Exercise directions:
Could you show each line of the records that contains the word "spray"?
----- Available data -----
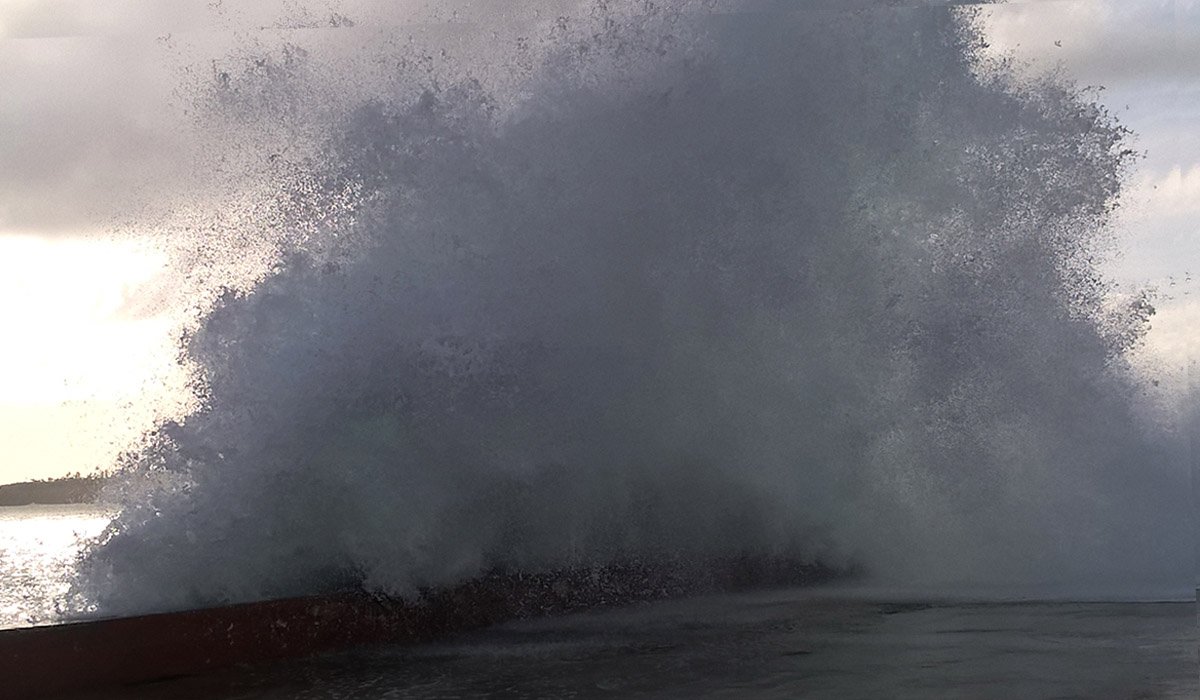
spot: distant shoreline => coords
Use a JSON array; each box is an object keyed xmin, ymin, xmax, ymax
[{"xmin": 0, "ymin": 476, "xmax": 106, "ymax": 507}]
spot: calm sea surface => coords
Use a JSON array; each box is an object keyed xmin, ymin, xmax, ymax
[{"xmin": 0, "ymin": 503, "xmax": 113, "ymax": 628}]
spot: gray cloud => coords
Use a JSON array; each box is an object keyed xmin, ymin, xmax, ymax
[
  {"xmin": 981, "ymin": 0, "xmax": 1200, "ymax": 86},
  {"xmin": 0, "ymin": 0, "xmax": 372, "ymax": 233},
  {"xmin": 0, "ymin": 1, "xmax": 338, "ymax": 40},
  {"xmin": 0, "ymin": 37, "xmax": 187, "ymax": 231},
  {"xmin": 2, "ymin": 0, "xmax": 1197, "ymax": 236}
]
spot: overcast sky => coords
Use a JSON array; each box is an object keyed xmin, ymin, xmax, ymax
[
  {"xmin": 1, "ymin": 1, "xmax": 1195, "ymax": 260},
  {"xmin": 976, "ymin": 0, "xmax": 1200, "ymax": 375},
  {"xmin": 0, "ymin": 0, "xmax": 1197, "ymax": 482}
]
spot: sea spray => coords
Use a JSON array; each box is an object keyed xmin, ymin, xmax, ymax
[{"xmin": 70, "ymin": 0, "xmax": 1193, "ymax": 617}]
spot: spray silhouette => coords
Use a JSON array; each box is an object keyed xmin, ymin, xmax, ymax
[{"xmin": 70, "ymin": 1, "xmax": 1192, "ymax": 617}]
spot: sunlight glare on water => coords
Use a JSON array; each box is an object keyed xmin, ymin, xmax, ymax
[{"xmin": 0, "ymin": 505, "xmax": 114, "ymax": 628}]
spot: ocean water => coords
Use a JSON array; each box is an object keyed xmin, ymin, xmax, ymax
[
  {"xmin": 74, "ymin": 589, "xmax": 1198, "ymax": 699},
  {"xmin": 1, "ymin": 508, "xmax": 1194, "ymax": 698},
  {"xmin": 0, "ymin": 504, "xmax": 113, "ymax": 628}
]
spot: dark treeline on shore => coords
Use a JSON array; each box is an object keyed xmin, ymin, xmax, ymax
-----
----- Available data -----
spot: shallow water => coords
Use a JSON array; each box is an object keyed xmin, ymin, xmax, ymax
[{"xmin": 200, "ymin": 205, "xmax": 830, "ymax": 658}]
-----
Result below:
spot: sea spray => coords
spot: spray silhouette => coords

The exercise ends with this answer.